*Data to use*.
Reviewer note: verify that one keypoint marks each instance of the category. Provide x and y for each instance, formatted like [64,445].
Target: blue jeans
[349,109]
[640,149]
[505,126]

*Instruction*. Copy out every line of the data above, keeping each character unchanged.

*Written reply*.
Reviewer note: verify that one keypoint marks each instance of the category. Provide x and y for each instance, formatted like [64,445].
Target: blue jeans
[349,109]
[640,149]
[505,126]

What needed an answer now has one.